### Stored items
══════════════════════════════
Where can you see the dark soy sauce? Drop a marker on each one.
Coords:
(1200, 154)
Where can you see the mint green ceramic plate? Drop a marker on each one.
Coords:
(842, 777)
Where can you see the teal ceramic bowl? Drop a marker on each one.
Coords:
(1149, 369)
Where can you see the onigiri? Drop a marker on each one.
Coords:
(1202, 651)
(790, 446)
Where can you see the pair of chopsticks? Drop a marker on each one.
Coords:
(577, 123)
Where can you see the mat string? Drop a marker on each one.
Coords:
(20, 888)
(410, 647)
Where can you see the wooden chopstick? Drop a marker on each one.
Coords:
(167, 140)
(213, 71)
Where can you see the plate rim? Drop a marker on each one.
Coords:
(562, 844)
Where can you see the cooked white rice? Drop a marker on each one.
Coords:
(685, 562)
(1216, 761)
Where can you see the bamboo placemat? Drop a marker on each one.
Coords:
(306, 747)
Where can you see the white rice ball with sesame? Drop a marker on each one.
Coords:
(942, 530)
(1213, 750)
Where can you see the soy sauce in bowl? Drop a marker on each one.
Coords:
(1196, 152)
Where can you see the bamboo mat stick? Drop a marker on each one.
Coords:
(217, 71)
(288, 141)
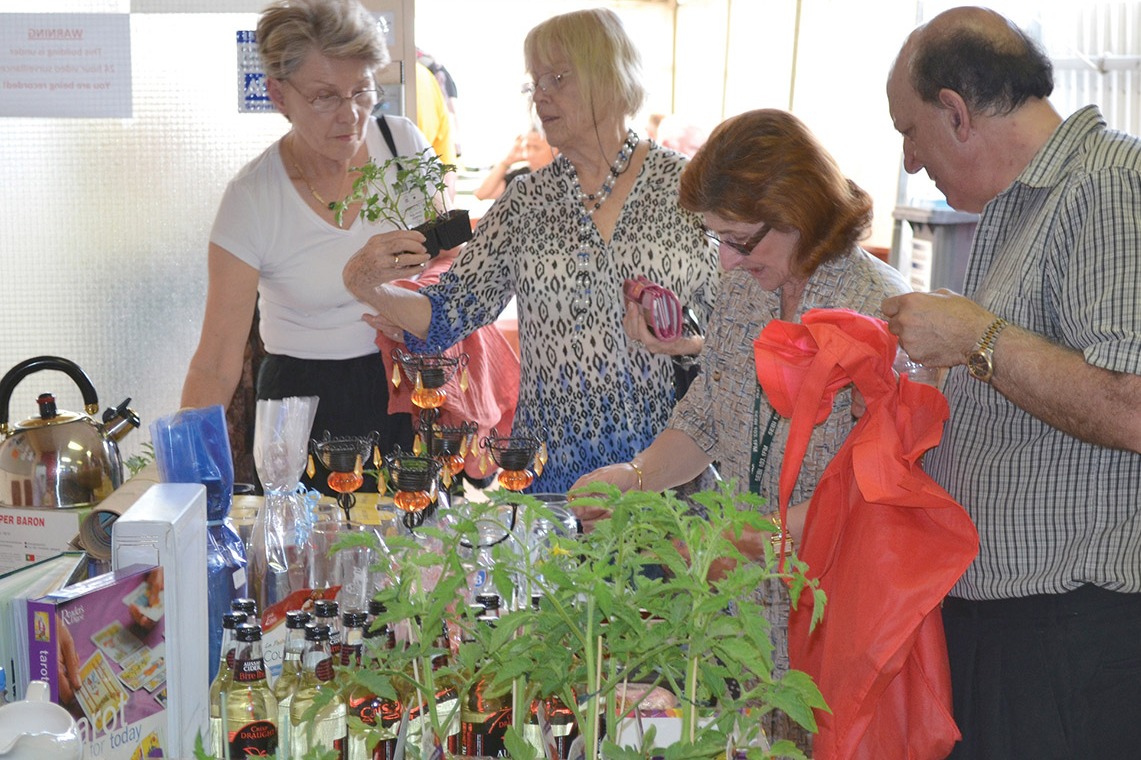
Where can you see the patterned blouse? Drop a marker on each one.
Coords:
══════════════════════════════
Can you turn all of the records above into a JSON list of strings, with one string per line, no blank lines, and the pictures left out?

[
  "Where can you see the dark soy sauce? Drop a marker on each one.",
  "Coords:",
  "(1200, 154)",
  "Where can you see the mint green ceramic plate? Drop a marker on each one.",
  "Coords:",
  "(842, 777)",
  "Where can you see the teal ceramic bowl? Drop a marker on each one.",
  "Coords:",
  "(1149, 369)",
  "Where can you see the onigiri? Drop a marker on each one.",
  "Coords:",
  "(1202, 651)",
  "(790, 446)",
  "Where can you see the pair of chopsticks? Drop a marker on each one.",
  "Coords:",
  "(577, 123)",
  "Where can you see the mat string? Drop a marker on each one.",
  "Coords:",
  "(20, 888)",
  "(410, 647)",
  "Where can you see the wooden chopstick? Drop a marker on each one.",
  "Coords:",
  "(167, 140)",
  "(213, 71)",
  "Where can you see the plate rim? Drop a marker on each one.",
  "Coords:",
  "(562, 844)",
  "Where can you see the cooked white rice? Drop a marker on each one.",
  "Coords:",
  "(685, 562)",
  "(1216, 761)",
  "Where can you see the bamboo placemat? Drop a marker on each one.",
  "Coords:",
  "(306, 747)",
  "Where can you see the white rice ball with sesame? Drop a marker on each one.",
  "Coords:",
  "(942, 530)",
  "(1213, 750)",
  "Where can you see the soy sauce in bowl? Drop a marker on each one.",
  "Coords:",
  "(1196, 152)",
  "Where can you see the bamboo mat stick? Drop a marker on each one.",
  "Coords:",
  "(217, 71)",
  "(288, 141)",
  "Where can you see the patterned blouse? Drop a marker on each one.",
  "Coords:"
]